#### Text section ####
Accused gang members look out from their cell at the Counter Terrorism Confinement Center on Dec. 15, in Tecoluca, El Salvador.John Moore/Getty Images
A 60 Minutes segment on Venezuelan men who say they were tortured after being sent to a prison in El Salvador by U.S. President Donald Trump’s administration surfaced on a Canadian broadcaster’s website despite being pulled from the show.
The 13-minute piece, by reporter Sharyn Alfonsi, was available on the website of Global TV on Monday afternoon and early evening. The previous day, CBS News editor-in-chief Bari Weiss ordered the story excluded from the broadcast just hours before airtime, drawing accusations of censorship.
The move follows months of criticism that CBS is going out of its way to curry favour with Mr. Trump and his supporters, including by installing Ms. Weiss, an anti-woke media personality, atop its news division.
####
> _Task brief_:
Please answer these questions about the article on the 60 Minutes segment:
(a) In what town is the Counter Terrorism Confinement Center shown in the photo?
(b) How long is the piece by reporter Sharyn Alfonsi?
(c) How does the article describe Ms. Weiss?
The entries are separate material with no connection to the article on the 60 Minutes segment.
#### Dataset entries ####
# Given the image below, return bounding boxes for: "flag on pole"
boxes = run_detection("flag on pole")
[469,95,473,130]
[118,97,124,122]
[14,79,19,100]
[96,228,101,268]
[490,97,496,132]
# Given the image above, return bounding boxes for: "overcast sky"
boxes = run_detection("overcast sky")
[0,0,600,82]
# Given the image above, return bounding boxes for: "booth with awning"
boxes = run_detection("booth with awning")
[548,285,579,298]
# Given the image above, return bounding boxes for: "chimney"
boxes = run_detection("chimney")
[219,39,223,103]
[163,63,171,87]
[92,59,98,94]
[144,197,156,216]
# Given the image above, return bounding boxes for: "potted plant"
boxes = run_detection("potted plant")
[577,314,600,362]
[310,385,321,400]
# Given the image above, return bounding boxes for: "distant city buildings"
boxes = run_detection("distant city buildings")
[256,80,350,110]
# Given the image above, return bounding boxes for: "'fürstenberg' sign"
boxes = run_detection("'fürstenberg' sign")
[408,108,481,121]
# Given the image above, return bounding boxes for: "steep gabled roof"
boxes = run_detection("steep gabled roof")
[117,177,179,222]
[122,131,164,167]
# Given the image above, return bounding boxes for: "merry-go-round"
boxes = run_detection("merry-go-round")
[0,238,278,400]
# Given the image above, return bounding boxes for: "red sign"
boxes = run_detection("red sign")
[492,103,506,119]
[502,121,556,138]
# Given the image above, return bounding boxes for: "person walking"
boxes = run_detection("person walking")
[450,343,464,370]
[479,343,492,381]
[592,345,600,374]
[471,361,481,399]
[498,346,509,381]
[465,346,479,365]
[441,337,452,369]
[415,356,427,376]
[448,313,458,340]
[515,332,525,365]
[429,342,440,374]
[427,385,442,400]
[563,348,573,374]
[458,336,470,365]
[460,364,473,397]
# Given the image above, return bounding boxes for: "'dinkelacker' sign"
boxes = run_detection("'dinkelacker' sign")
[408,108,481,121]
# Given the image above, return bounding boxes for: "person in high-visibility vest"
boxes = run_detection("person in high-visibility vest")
####
> _Solution below_:
(a) Tecoluca, El Salvador
(b) 13 minutes
(c) As an anti-woke media personality